→ **Stated goal 1**
In the Homer Loring biography, on what date did Loring resign as chairman of the Boston & Maine Railroad?
→ **Stated goal 2**
Continue the Homer Loring biography, picking up right after its last sentence.

→ **Document passage**
# # # # #
Homer Loring (1875-1939) was an American industrialist who served as chairman of the Boston & Maine Railroad from 1924 to 1928. He was known for reorganizing large industries.

Early life
Loring was born on October 1875 in Newton Center, Massachusetts. He attended Newton public schools. Loring began his business career with his father's brokerage firm.

Railroads
Loring served as president of the Macon, Dublin & Savannah Railroad, chairman of the Eastern Massachusetts Street Railway, and receiver of the Des Moines, Fort Dodge & Southern Railroad. He also worked for the Saginaw Traction Company and organized the Nevada Consolidated Copper Company.

Boston & Maine
On April 9, 1924, Loring was elected as a director of the Boston & Maine Railroad. On August 19, 1924, Loring was elected chairman of the B&M executive committee. During his tenure as chairman, the B&M built new freight classification yards, improved buildings, roadbeds, and bridges, installed new equipment, consolidated personnel, discontinued or transferred 300 miles of unremunerative lines, enlarged the Hoosac Tunnel, and developed a new North Station complex, which included a new train station, the Boston Garden, Hotel Manger, North Station Industrial Building, and a distributing terminal. Loring's financial reorganization brought $13 million of new funds to the railroad and extended the maturity of $40 million worth of bonds by fifteen years. He also installed George Hannauer as president and brought on John Frank Stevens as an advisor. Loring resigned as chairman on September 24, 1928.

Administration and Finance
In December 1922, Governor Channing H. Cox nominated Loring to serve on the newly created State Commission on Administration and Finance. Loring was the commission's chairman as well as the budget commissioner. He resigned in September 1924 to fully devote his time to his duties as B&M chairman.
# # # # #
→ **Items**
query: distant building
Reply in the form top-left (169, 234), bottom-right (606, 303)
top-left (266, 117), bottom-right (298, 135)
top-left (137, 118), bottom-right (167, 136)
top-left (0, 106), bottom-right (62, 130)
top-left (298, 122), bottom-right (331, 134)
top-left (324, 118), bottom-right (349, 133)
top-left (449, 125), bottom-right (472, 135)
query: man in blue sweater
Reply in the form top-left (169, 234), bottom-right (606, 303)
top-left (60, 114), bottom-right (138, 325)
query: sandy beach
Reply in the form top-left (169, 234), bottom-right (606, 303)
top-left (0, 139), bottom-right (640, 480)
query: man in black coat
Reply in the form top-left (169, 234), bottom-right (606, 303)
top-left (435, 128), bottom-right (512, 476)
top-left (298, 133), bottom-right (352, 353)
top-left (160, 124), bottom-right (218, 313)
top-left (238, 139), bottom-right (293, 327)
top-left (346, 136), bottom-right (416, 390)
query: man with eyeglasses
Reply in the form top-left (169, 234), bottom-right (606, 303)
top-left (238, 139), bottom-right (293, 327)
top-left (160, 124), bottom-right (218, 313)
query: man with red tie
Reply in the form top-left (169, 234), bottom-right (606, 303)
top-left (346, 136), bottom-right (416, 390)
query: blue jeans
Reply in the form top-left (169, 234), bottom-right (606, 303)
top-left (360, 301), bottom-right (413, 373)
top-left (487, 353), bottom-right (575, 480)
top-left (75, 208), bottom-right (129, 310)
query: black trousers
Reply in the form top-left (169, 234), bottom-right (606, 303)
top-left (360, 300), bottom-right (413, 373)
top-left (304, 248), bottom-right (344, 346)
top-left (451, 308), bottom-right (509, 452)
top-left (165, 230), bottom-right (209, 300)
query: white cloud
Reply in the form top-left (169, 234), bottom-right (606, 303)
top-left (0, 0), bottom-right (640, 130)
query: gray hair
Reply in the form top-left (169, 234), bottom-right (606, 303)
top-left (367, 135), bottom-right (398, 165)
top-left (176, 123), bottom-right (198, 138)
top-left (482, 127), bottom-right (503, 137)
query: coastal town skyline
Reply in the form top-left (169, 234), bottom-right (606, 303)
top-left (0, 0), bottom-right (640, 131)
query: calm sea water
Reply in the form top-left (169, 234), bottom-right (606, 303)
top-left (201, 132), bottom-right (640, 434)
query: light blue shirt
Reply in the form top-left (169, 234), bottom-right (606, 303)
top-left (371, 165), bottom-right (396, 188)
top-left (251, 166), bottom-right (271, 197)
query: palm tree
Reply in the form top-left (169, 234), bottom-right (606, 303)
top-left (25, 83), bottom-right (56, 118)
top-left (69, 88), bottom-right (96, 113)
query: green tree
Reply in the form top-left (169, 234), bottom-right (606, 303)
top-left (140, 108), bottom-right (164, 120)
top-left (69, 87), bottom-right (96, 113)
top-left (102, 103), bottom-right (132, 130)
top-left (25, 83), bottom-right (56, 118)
# # # # #
→ **Expected output 1**
September 24, 1928.

→ **Expected output 2**
Textiles
In October 1928, Loring and associates bought into the Seneca Textile Corporation of New York. On October 9, 1928, Loring announced the formation of the United Merchants and Manufacturers, Inc. Loring served a president of the new company. In January 1929, Loring purchased the Arkwright Mills in Fall River, Massachusetts.

Personal life
Loring was married to Mary (Bennett) Loring. The couple had one daughter. In 1908, Loring purchased Maple Ridge Farm in Ashland, Massachusetts for use as a summer place. On January 25, 1925, the mansion house was destroyed by a suspected arson fire. All of the mansion's valuables were destroyed. In 1936, Loring began residing in a room at The Union League Club in New York City.

Loring died on June 20, 1939 in his room at The Union League Club. He was buried in the Lakeview Cemetery in Holliston, Massachusetts.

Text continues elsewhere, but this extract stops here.